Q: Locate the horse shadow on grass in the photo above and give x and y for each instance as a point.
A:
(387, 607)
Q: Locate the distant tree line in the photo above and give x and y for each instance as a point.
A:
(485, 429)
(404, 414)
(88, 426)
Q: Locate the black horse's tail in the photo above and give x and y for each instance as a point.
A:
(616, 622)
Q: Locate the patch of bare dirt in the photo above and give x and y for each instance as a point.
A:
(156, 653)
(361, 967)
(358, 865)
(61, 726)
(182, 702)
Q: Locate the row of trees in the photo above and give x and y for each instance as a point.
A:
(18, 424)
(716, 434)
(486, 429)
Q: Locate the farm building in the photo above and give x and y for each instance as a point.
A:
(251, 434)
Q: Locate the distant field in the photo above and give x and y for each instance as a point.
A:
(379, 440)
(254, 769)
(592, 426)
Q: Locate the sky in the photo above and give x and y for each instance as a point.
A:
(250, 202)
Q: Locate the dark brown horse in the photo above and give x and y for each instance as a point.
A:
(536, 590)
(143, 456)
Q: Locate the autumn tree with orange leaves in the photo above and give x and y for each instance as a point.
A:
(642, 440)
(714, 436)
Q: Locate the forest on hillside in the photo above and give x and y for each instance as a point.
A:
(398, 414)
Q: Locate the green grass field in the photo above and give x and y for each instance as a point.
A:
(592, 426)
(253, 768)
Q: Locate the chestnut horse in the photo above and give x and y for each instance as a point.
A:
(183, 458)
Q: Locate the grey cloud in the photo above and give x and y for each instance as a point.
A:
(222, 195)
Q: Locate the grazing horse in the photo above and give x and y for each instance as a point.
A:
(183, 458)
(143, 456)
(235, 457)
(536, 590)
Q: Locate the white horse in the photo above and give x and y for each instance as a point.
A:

EXERCISE REQUIREMENTS: Transcribe all of the entries without altering anything.

TASK SOLUTION:
Q: Locate the horse shadow on grass in the photo above and give x and y for each instance as a point.
A:
(387, 607)
Q: Locate the distant tree line in the photo above and give x and y for each instance as a point.
A:
(485, 429)
(404, 414)
(88, 426)
Q: Locate the black horse's tail in the photo above and give x and y for each instance as a point.
A:
(616, 622)
Q: Locate the patch of bare dirt in the photo above and give x and y for each instance as a point.
A:
(156, 653)
(361, 967)
(358, 865)
(61, 726)
(182, 702)
Q: Locate the row of trees in the photo above and give x and y for each instance as a point.
A:
(18, 424)
(716, 434)
(486, 429)
Q: Locate the farm building in the photo above and give x and y for each instance as a point.
A:
(251, 434)
Q: Locate the distant field in the photo above and give x and y for each instance as a point.
A:
(379, 440)
(254, 769)
(592, 426)
Q: Locate the sky in the photo above and give x and y for each instance as a point.
A:
(250, 202)
Q: Locate the dark brown horse in the photo above and give x and y for each instance as a point.
A:
(536, 590)
(143, 456)
Q: Locate the autumn tree with orange leaves in the photo above and give x and y for each instance as a point.
A:
(642, 440)
(714, 436)
Q: Locate the forest on hillside in the photo above and give x and y for each instance as a point.
A:
(398, 414)
Q: Locate the green grass field in the photo above and give x and y for each instance as a point.
A:
(592, 426)
(253, 768)
Q: Locate the chestnut horse in the photo above and give x and y for each instance as a point.
A:
(183, 458)
Q: Locate the grey cloud in the photo above and give x and y for each instance as a point.
A:
(222, 195)
Q: Locate the grazing horse in the photo above and give x and y for each instance as a point.
A:
(183, 458)
(143, 456)
(235, 457)
(536, 590)
Q: Locate the white horse in the photo above and give x and y for each instance as a point.
A:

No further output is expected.